Start of Available records

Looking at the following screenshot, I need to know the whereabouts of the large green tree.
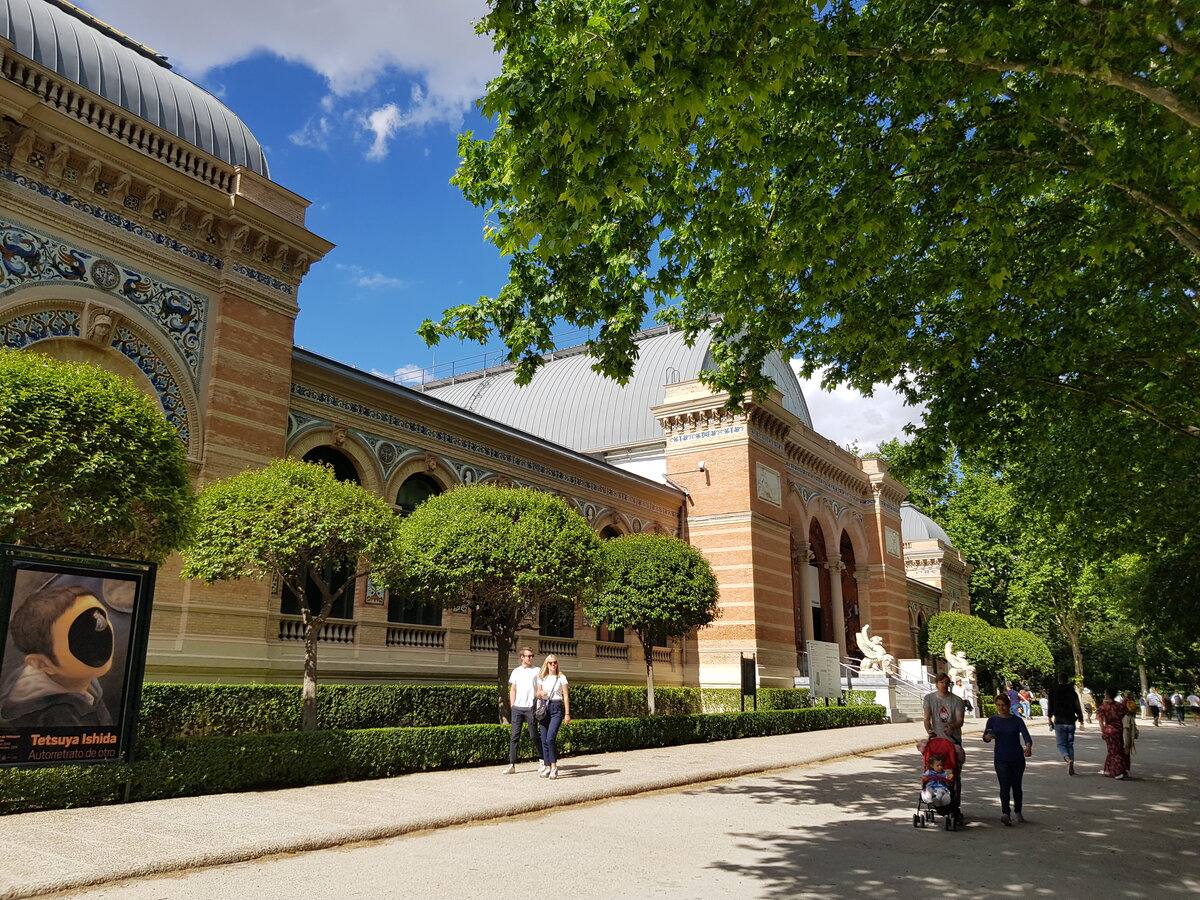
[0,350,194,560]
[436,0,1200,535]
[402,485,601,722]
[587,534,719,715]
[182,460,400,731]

End of Available records
Start of Available records

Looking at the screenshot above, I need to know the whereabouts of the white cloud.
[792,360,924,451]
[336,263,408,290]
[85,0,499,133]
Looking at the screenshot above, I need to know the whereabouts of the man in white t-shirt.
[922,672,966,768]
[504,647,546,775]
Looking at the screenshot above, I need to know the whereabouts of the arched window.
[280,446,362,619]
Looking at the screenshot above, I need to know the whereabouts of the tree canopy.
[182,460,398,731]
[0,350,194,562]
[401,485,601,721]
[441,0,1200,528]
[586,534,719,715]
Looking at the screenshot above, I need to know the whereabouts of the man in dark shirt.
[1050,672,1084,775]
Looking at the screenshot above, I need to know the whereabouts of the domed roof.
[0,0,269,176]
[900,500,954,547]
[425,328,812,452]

End of Available records

■ **The request**
Please repeat only the rows from the line containing "the arched window." through the line containing "[425,328,812,452]", both ends included, keeping the wording lines unchanged. Multiply every box coordinate in them by 0.9 and round to whole numbers, with halves going up.

■ **Exercise answer**
Looking at the screenshot above, I need to know the whereabouts of the arched window.
[252,401,326,557]
Looking at the screenshot above, I need to know the whereabouts of the tree canopy.
[164,414,358,658]
[0,315,175,506]
[361,437,541,649]
[397,0,1080,475]
[527,481,647,644]
Looking at the screenshot above, I need to know the whereabouts of the man in dark shirt.
[945,605,976,698]
Looking at the screenshot above, I need to know the whereabouts of the domed roof.
[0,0,242,158]
[810,450,859,492]
[383,295,731,407]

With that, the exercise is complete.